* [Passage given]:
=====

First, the relationship of philanthropy and development. This question needs to be re-formulated as ‘what role can philanthropy best play in development?’ Both the philanthropy people and the development people at the fourth and final module of the Bellagio Forum were keen to come up with an answer to this. Philanthropy and foundations mean resources, and anyone committed to development will naturally want to work out how best these precious resources can be used. In addition, the whole initiative is funded by the Rockefeller Foundation which, approaching its centenary, is asking the question: ‘what will our work look like in the next 100 years?’ So the Bellagio Initiative is at least partly their attempt to ‘pull together the right group of people to help us understand the rapidly changing ecosystem’. The aim for Rockefeller is not just to talk about issues but to develop some ‘actionable ideas’.

One thing that emerges clearly is that the different players in development need to know and understand each other better. Many people who have spent a lifetime studying development have only a hazy idea of what foundations are – not to mention the newer buzzword ideas like impact investing. And I’m sure the lack of understanding in the other direction is just as great. People stressed that the two groups need to get to know each other before jumping into collaboration for its own sake. Greater trust and transparency will be needed. Having said that, Pesh Framjee of Crowe Clark Whitehill (UK) expressed himself as pleasantly surprised by the readiness for change and acceptance of ‘the need to abandon some things we do in order to make changes and to keep on doing what we do well’. Lawrence Haddad of IDS described philanthropy and development as ‘intertwined tribes that have slightly different languages but much more in common than not’.

One of the issues most preoccupying the Forum was how philanthropy can best contribute to development. Comparative advantage and complementarity are terms that kept cropping up. Understanding different skills and resources each group of players brings to the table is ever more important. Philanthropic resources may look enticingly available and attractive to the resource-hungry, but in the overall scheme of things they are small and need to be well used.

On the face of it, it seems that the comparative advantage of philanthropy is to be agile, nimble, and able to take risks, given that foundations and philanthropists have independent, secure money and are accountable to no one. But this wasn’t how other players perceived them, nor how the foundation representatives appeared to perceive themselves. Several people suggested that the emphasis on risk tolerance and the emphasis on impact and effectiveness undermine each other, with foundations aiming for impact unwilling to risk failure of any endeavour. There was a surprising suggestion that government aid agencies might find foundations difficult to work with because of their unwieldy due diligence processes and slowness to act.

=====

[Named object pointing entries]

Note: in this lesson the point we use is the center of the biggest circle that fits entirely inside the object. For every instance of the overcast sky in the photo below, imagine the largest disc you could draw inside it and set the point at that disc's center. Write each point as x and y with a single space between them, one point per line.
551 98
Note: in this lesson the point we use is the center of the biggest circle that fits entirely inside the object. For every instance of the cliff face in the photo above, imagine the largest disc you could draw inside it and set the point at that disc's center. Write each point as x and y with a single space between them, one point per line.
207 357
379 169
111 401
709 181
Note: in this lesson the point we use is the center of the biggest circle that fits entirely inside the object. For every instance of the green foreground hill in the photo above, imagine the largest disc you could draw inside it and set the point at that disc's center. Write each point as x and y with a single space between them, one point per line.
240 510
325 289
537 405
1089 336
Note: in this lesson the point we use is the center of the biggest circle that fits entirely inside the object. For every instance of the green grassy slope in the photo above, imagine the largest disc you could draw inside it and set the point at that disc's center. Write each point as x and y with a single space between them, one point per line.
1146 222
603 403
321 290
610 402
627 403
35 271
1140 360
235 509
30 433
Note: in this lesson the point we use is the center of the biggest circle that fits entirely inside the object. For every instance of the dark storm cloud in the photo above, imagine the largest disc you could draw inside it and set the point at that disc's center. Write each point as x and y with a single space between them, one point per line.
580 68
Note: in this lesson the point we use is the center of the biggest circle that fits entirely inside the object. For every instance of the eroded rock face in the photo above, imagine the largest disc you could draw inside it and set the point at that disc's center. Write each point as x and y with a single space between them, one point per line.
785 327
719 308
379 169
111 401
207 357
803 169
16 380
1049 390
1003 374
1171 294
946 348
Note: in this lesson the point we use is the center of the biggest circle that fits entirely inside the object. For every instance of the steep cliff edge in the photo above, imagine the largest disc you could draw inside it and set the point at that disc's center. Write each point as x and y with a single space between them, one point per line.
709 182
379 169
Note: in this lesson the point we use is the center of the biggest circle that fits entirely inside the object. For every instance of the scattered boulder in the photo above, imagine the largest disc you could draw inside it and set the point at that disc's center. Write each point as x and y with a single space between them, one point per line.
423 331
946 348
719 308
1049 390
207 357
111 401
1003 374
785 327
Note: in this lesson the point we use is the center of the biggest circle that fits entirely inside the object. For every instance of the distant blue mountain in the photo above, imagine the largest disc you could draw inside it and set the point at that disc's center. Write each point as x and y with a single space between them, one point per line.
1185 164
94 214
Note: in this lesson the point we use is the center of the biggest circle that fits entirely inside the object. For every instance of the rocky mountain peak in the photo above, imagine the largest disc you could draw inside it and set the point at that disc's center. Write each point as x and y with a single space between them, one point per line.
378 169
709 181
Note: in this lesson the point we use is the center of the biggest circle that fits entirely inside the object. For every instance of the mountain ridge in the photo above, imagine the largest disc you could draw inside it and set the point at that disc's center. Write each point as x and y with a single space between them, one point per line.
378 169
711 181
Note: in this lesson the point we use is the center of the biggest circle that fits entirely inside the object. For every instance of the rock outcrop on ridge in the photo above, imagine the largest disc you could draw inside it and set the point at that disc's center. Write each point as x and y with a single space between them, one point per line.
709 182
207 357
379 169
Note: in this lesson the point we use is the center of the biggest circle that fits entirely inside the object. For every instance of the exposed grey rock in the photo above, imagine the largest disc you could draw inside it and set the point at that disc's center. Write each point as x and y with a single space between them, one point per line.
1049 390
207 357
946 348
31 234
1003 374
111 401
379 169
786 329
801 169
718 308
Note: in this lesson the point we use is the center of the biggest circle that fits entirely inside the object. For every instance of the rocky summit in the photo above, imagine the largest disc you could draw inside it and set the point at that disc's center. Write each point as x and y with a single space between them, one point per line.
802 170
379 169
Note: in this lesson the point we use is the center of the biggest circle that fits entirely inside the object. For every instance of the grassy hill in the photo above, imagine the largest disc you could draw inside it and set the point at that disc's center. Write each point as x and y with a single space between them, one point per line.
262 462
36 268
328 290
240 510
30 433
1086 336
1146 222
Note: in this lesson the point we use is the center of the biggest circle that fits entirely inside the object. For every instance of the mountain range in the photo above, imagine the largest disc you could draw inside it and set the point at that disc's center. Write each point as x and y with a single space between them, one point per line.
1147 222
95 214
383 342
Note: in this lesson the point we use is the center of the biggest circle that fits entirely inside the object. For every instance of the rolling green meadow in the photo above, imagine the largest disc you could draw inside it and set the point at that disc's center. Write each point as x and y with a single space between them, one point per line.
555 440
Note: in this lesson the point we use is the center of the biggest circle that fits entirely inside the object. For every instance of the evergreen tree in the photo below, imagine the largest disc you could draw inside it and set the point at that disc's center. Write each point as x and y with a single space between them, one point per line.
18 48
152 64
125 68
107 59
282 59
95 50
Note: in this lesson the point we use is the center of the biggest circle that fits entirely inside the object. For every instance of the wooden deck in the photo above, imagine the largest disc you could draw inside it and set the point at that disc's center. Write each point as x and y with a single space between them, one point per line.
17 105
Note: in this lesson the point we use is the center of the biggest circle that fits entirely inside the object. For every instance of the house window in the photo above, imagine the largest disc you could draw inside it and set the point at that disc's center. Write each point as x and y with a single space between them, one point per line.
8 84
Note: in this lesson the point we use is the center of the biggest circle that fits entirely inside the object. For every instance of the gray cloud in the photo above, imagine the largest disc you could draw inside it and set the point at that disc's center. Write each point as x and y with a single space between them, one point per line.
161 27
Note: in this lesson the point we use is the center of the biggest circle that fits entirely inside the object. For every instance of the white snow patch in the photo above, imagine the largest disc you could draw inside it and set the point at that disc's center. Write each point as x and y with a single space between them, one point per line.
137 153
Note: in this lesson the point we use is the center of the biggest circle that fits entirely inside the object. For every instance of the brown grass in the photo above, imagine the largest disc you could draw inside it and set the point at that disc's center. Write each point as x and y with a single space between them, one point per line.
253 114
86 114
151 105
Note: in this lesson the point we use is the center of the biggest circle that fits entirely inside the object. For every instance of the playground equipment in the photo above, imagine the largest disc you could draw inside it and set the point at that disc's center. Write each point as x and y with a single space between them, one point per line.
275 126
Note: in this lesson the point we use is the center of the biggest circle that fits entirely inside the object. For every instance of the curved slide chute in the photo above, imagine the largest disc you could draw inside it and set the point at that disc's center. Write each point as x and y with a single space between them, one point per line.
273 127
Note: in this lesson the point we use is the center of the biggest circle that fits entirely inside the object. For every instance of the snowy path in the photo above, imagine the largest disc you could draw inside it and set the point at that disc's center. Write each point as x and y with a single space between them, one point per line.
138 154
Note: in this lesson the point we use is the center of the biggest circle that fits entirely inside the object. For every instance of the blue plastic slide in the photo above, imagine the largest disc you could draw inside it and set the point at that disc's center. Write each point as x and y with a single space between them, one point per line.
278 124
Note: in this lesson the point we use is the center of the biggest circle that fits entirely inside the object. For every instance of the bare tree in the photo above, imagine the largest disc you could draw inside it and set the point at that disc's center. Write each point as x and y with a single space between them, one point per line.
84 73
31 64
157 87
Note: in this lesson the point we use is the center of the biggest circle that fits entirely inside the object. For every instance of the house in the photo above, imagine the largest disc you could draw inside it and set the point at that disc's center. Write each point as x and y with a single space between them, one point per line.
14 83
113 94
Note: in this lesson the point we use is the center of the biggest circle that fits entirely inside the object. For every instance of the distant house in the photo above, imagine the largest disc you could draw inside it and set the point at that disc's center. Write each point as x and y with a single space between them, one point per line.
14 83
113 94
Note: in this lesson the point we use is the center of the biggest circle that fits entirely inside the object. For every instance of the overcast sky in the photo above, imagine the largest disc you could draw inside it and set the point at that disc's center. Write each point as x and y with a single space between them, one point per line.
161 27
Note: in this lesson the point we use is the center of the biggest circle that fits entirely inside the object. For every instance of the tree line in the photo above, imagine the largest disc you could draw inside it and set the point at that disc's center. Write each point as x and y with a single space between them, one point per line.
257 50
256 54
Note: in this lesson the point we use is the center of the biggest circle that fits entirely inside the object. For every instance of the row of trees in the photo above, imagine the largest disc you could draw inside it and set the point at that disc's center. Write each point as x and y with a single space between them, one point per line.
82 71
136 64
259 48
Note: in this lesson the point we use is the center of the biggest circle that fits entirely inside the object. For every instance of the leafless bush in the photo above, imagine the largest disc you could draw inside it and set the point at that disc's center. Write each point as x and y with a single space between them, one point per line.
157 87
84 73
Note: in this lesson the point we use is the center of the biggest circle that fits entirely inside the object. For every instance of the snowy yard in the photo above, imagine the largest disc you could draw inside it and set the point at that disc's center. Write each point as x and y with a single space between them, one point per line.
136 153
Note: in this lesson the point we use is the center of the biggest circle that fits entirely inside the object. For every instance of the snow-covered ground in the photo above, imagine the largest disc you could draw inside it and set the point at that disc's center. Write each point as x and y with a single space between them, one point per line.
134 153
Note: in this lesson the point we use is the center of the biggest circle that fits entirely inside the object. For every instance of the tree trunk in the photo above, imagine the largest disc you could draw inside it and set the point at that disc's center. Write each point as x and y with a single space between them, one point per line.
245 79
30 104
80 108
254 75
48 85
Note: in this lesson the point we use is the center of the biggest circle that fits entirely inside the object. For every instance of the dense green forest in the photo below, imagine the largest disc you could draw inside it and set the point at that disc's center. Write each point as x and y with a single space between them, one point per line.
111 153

=====

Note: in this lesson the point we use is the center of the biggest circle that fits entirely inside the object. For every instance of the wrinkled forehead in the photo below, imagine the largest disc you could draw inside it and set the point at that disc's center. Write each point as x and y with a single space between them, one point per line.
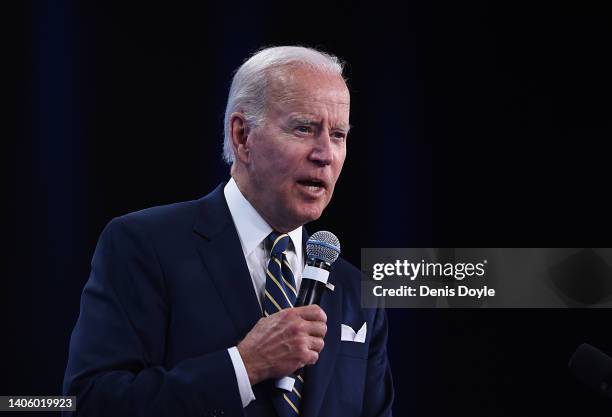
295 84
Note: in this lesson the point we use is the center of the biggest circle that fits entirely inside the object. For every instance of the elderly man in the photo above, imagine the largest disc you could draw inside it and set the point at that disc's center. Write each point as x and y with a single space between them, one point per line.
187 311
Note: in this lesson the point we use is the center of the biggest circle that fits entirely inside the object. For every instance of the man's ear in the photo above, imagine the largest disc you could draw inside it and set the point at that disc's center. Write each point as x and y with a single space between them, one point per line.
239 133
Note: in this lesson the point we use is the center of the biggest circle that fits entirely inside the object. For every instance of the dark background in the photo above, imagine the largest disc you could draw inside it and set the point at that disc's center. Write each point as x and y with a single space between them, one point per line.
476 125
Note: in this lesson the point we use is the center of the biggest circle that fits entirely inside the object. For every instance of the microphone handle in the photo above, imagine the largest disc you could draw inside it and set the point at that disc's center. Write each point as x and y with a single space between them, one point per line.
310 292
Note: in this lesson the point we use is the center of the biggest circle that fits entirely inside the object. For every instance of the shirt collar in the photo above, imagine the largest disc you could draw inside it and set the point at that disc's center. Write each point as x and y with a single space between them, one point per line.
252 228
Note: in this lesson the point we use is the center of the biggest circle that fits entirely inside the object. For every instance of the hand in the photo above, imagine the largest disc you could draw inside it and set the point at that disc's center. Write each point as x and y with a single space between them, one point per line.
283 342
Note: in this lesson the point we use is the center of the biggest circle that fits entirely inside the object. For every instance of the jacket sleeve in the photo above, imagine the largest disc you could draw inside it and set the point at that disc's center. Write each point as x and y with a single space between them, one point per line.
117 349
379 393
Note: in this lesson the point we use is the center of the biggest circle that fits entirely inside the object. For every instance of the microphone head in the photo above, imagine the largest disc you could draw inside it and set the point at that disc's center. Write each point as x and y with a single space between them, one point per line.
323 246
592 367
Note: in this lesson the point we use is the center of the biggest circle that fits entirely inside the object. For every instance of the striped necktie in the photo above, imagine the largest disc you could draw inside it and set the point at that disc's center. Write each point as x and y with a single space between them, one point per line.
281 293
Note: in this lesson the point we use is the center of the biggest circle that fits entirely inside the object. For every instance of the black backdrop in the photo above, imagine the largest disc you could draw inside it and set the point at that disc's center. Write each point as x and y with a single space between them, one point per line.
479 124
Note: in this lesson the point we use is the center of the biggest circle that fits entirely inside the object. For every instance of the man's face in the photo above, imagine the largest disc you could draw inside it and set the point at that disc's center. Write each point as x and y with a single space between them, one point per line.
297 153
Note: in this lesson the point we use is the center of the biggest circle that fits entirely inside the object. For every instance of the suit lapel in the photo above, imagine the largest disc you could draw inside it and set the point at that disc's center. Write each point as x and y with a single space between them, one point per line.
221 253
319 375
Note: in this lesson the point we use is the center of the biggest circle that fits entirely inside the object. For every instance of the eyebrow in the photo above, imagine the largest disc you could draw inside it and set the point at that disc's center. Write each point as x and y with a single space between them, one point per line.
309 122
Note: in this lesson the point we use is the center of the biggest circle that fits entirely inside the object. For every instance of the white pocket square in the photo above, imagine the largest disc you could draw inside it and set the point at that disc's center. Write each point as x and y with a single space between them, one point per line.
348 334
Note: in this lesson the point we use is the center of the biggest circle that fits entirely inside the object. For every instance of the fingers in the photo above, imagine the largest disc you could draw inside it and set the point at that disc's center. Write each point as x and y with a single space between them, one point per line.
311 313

=====

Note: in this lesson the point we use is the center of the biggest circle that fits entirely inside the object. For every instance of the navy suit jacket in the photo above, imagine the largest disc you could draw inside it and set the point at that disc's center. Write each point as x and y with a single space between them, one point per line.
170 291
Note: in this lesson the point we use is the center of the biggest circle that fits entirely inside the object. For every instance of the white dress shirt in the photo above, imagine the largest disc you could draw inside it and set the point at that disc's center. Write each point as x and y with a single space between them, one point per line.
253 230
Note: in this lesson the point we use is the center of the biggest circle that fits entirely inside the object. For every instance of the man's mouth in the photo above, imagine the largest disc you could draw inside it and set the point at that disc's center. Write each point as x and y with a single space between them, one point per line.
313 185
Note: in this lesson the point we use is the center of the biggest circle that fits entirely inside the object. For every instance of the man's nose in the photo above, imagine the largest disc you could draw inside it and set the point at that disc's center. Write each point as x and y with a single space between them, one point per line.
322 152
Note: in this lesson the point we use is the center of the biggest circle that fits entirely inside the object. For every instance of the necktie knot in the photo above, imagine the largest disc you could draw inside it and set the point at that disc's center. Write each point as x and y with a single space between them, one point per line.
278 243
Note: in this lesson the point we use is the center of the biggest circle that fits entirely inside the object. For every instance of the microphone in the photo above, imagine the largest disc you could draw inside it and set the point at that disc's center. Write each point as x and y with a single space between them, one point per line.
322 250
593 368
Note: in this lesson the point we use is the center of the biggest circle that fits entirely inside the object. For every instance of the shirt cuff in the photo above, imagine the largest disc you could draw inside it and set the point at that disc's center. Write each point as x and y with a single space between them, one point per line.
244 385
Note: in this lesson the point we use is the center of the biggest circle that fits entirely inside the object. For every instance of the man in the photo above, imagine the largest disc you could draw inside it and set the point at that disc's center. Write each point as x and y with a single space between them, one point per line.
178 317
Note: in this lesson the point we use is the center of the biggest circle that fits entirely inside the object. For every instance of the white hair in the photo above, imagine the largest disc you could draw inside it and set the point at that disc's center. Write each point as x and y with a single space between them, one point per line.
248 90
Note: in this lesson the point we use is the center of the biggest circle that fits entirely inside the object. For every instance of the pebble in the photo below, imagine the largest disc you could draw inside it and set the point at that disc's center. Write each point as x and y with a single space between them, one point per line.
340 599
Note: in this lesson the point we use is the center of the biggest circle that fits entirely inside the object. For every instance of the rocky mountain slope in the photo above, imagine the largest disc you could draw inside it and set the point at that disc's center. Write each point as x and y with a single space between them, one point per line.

=====

* [Stated problem 1]: For each statement below, say whether it agrees with the passage on philanthropy and development, answering yes or no and quoting the words of the passage that decide it. (a) The Bellagio Initiative is funded by the Rockefeller Foundation. (b) Philanthropic resources are large in the overall scheme of things. (c) Pesh Framjee was disappointed by resistance to change.
* [Stated problem 2]: Print the part of the passage on philanthropy and development that opens with the words "On the face" and closes with "slowness to act.".

* [Final answer 1]:
(a) Yes: "the whole initiative is funded by the Rockefeller Foundation"
(b) No: "in the overall scheme of things they are small and need to be well used"
(c) No: "expressed himself as pleasantly surprised by the readiness for change"

* [Final answer 2]:
On the face of it, it seems that the comparative advantage of philanthropy is to be agile, nimble, and able to take risks, given that foundations and philanthropists have independent, secure money and are accountable to no one. But this wasn’t how other players perceived them, nor how the foundation representatives appeared to perceive themselves. Several people suggested that the emphasis on risk tolerance and the emphasis on impact and effectiveness undermine each other, with foundations aiming for impact unwilling to risk failure of any endeavour. There was a surprising suggestion that government aid agencies might find foundations difficult to work with because of their unwieldy due diligence processes and slowness to act.